→ **The request**
Copy out the following material line for line, keeping every character unchanged.

Excerpts from location labeling data
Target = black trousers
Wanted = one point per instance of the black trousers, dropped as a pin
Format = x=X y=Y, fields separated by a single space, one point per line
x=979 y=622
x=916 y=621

→ **Reply**
Target = black trousers
Wanted = one point per instance of the black trousers, dropped as a pin
Format = x=X y=Y, fields separated by a single space, one point per line
x=979 y=622
x=916 y=621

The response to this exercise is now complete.